Shadow Minister for Social Care
- Incumbent
- Assumed office 19 May 2026
- Leader: Dan Thomas Helen Jenner
- Preceded by: James Evans

Member of the Senedd
- Incumbent
- Assumed office 8 May 2026
- Constituency: Ceredigion Penfro

Personal details
- Born: Susan Claire Archibald Pembroke, Pembrokeshire
- Party: Reform UK Wales
- Children: 3
- Website: clairearchibaldms.co.uk

= Claire Archibald =

Welsh politician (born July 1973)

Susan Claire Archibald (born July 1973) is a Welsh politician who has served as Shadow Minister for Social Care and as a member of the Senedd (MS) for Ceredigion Penfro since May 2026.

== Early life and career ==
Archibald was born in Pembroke, Pembrokeshire, Wales. She has previously worked in health care and is trained in palliative care.

▶ _PROBLEM SET_
A - Which constituency does Claire Archibald represent in the Senedd, according to the biography?
B - Extend the Claire Archibald biography, picking up right after its final sentence.

▶ _GIVEN RECORDS_
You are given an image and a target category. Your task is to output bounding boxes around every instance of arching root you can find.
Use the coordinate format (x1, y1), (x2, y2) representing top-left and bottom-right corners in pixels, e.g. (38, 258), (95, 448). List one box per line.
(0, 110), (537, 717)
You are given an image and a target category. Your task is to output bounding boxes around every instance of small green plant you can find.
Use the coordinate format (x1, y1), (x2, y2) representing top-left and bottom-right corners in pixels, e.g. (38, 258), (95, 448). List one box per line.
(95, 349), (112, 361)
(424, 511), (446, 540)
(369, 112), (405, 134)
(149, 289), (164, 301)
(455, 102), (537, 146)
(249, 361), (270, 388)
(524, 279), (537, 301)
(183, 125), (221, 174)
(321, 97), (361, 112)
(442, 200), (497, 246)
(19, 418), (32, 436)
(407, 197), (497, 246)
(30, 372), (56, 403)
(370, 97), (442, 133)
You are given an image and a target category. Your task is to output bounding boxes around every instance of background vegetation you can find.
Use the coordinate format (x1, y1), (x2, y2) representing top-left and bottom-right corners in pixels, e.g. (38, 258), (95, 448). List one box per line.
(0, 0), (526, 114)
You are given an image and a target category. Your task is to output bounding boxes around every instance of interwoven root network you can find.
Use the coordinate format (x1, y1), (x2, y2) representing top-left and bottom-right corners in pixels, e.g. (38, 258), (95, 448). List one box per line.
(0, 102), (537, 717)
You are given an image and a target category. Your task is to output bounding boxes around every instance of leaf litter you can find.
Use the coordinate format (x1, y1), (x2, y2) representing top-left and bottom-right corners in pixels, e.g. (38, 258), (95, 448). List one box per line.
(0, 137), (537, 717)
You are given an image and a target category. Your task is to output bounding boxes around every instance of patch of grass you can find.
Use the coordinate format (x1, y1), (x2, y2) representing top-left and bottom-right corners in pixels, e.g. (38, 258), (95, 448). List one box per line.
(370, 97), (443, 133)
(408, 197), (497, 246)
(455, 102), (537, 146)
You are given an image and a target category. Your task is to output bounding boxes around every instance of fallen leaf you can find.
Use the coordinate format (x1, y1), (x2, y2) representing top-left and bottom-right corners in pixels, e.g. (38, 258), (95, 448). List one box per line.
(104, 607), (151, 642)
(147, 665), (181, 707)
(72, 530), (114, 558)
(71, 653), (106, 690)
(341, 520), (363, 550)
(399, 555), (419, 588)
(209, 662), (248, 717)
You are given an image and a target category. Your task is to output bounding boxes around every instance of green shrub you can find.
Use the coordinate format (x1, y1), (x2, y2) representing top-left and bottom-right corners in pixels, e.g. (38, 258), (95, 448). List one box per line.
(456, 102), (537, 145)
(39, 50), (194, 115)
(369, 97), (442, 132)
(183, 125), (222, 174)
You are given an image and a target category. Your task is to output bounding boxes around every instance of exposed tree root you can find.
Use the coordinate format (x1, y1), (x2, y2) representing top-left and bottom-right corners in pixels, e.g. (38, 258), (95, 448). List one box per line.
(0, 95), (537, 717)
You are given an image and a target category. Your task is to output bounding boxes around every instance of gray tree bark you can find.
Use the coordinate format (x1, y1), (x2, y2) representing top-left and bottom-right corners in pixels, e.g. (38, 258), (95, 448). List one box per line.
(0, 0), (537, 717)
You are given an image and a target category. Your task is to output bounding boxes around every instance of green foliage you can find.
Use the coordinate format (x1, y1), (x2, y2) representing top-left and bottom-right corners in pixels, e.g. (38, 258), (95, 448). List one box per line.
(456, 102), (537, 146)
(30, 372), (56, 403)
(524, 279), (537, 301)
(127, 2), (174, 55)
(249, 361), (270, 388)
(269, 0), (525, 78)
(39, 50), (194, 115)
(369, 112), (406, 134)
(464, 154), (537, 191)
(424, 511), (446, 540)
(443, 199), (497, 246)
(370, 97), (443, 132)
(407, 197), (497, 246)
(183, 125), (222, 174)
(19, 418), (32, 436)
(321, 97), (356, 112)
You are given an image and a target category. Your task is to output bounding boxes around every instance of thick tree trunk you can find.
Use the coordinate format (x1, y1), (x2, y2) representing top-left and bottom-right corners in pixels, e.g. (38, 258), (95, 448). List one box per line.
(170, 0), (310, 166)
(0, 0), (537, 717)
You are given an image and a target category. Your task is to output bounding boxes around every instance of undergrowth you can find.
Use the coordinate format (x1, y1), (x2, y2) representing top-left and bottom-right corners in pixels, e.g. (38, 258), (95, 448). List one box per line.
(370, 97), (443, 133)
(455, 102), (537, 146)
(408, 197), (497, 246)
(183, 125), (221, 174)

▶ _ANSWERS_
A - Ceredigion Penfro

B -
== Political career ==
In the 2026 Senedd election, Archibald was elected as a Member of the Senedd (MS) for the six-member Ceredigion Penfro constituency, with the party receiving 23,003 votes (25.8%). She was Reform UK Wales' lead candidate for the constituency. Prior to the election, she served as a member of Pembroke Town Council for the Monkton [[Wards and electoral divisions of the United Kingdom
|ward]].

Following the election, Reform UK became the Official Opposition, and on 19 May 2026, Archibald was appointed Shadow Minister for Social Care in the Thomas shadow cabinet. She maintained the portfolio when re-appointed into the Jenner shadow cabinet in September. She is a member of the Senedd Health and Social Care Committee.

== Electoral history ==

| Election | Seat | Party |  | Votes | Percentage (%) | Result | Source |
|---|---|---|---|---|---|---|---|
| Senedd, 2026 | Ceredigion Penfro |  | Reform UK Wales | 22,003 | 25.8 | Elected |  |

== Personal life ==
Archibald lives in Pembroke, Pembrokeshire, Wales. She has three children.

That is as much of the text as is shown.